WORK TO DO: Format all of the material below as a numbered list, leaving out the blank lines.

DATA IN THIS EXERCISE:
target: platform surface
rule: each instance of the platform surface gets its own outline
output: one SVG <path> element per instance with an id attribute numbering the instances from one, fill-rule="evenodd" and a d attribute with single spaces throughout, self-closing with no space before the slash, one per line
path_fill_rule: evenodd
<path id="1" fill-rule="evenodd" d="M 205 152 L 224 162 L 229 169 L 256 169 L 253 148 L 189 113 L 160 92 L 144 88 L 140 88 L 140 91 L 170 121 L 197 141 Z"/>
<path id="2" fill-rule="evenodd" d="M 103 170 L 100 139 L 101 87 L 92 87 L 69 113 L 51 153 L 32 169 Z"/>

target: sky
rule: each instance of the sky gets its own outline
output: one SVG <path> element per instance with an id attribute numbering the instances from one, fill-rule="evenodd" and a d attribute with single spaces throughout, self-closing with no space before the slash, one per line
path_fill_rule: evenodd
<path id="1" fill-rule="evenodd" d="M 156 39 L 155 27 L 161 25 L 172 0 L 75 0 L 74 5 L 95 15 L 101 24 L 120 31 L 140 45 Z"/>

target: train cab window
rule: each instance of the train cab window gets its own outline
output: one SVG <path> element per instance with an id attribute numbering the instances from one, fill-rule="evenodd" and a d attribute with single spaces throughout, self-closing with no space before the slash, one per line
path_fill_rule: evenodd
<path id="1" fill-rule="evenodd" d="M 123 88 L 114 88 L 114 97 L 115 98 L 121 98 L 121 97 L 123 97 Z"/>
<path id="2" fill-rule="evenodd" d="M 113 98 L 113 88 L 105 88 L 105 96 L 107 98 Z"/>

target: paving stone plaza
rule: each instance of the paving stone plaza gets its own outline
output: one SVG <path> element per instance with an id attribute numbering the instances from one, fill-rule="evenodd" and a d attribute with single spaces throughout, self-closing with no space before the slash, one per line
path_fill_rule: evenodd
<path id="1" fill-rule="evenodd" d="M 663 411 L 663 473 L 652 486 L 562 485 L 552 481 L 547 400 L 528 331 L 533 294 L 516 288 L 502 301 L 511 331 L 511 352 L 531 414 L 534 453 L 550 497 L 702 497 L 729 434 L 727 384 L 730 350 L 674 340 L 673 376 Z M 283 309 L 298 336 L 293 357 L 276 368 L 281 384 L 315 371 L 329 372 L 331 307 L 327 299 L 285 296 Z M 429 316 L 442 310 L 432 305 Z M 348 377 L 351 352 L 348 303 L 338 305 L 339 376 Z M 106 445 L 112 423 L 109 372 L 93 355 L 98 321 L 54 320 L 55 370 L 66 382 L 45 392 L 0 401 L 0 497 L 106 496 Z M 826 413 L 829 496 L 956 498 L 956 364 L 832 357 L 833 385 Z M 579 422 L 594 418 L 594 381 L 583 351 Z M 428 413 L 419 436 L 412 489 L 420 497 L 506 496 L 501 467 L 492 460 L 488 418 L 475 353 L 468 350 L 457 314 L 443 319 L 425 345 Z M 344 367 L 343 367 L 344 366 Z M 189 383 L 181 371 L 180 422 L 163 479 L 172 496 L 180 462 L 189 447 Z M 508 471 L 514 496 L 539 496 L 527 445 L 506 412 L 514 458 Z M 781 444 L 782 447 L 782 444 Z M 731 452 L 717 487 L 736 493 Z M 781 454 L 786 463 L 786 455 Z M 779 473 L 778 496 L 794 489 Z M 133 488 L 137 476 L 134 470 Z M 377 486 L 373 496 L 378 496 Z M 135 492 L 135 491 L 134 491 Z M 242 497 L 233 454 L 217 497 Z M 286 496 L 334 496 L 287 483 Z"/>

FULL ANSWER:
1. target: platform surface
2. rule: each instance of the platform surface gets its own outline
3. output: one SVG <path> element per instance with an id attribute numbering the instances from one, fill-rule="evenodd" and a d attribute with single spaces throughout, self-closing with no space before the slash, one per line
4. path_fill_rule: evenodd
5. <path id="1" fill-rule="evenodd" d="M 205 152 L 224 162 L 229 169 L 256 169 L 253 148 L 189 113 L 160 92 L 144 88 L 140 88 L 140 91 L 170 121 L 197 141 Z"/>
6. <path id="2" fill-rule="evenodd" d="M 103 170 L 100 139 L 101 87 L 92 87 L 69 113 L 51 153 L 32 169 Z"/>
7. target: sky
8. rule: each instance of the sky gets its own outline
9. output: one SVG <path> element per instance with an id attribute numbering the instances from one, fill-rule="evenodd" and a d attribute with single spaces throughout, self-closing with no space before the slash, one per line
10. path_fill_rule: evenodd
11. <path id="1" fill-rule="evenodd" d="M 156 39 L 155 27 L 161 25 L 172 0 L 75 0 L 74 5 L 95 15 L 101 24 L 120 31 L 140 45 Z"/>
12. target: train cab window
13. rule: each instance of the train cab window gets its own outline
14. output: one SVG <path> element per instance with an id attribute numbering the instances from one, fill-rule="evenodd" and a d attribute with single spaces throughout, self-closing with no space before the slash, one per line
15. path_fill_rule: evenodd
16. <path id="1" fill-rule="evenodd" d="M 123 88 L 114 88 L 114 97 L 115 98 L 121 98 L 121 97 L 123 97 Z"/>
17. <path id="2" fill-rule="evenodd" d="M 113 98 L 113 88 L 105 88 L 105 96 L 107 98 Z"/>
18. target: paving stone plaza
19. rule: each instance of the paving stone plaza gets its own outline
20. output: one SVG <path> element per instance with an id attribute numbering the instances from one, fill-rule="evenodd" and a d attribute with single spaces throughout, self-closing with no space before the slash, one per line
21. path_fill_rule: evenodd
22. <path id="1" fill-rule="evenodd" d="M 663 411 L 663 473 L 652 486 L 562 485 L 552 481 L 547 400 L 528 331 L 533 294 L 516 288 L 502 301 L 511 331 L 511 352 L 531 414 L 534 453 L 550 497 L 702 497 L 729 434 L 727 384 L 730 350 L 674 340 L 673 376 Z M 283 309 L 298 336 L 293 357 L 276 368 L 281 384 L 315 371 L 329 372 L 331 307 L 327 299 L 285 296 Z M 429 316 L 442 310 L 432 305 Z M 348 377 L 351 352 L 348 303 L 338 305 L 339 376 Z M 106 445 L 112 423 L 109 372 L 93 355 L 98 321 L 54 320 L 55 370 L 66 382 L 45 392 L 0 401 L 0 497 L 106 496 Z M 826 413 L 829 496 L 956 498 L 956 364 L 832 357 L 833 385 Z M 579 422 L 594 418 L 594 381 L 583 351 Z M 428 413 L 419 436 L 412 489 L 420 497 L 506 496 L 501 467 L 492 460 L 488 418 L 475 353 L 468 350 L 457 314 L 443 319 L 425 345 Z M 344 367 L 343 367 L 344 366 Z M 189 383 L 181 371 L 180 422 L 163 479 L 172 496 L 180 462 L 189 447 Z M 508 471 L 514 496 L 539 496 L 527 445 L 506 412 L 514 458 Z M 781 444 L 782 447 L 782 444 Z M 731 452 L 717 487 L 736 493 Z M 781 454 L 786 463 L 786 455 Z M 779 473 L 778 496 L 794 489 Z M 133 488 L 137 476 L 134 470 Z M 377 486 L 373 496 L 378 496 Z M 135 492 L 135 491 L 134 491 Z M 242 497 L 233 454 L 217 497 Z M 286 496 L 334 496 L 287 483 Z"/>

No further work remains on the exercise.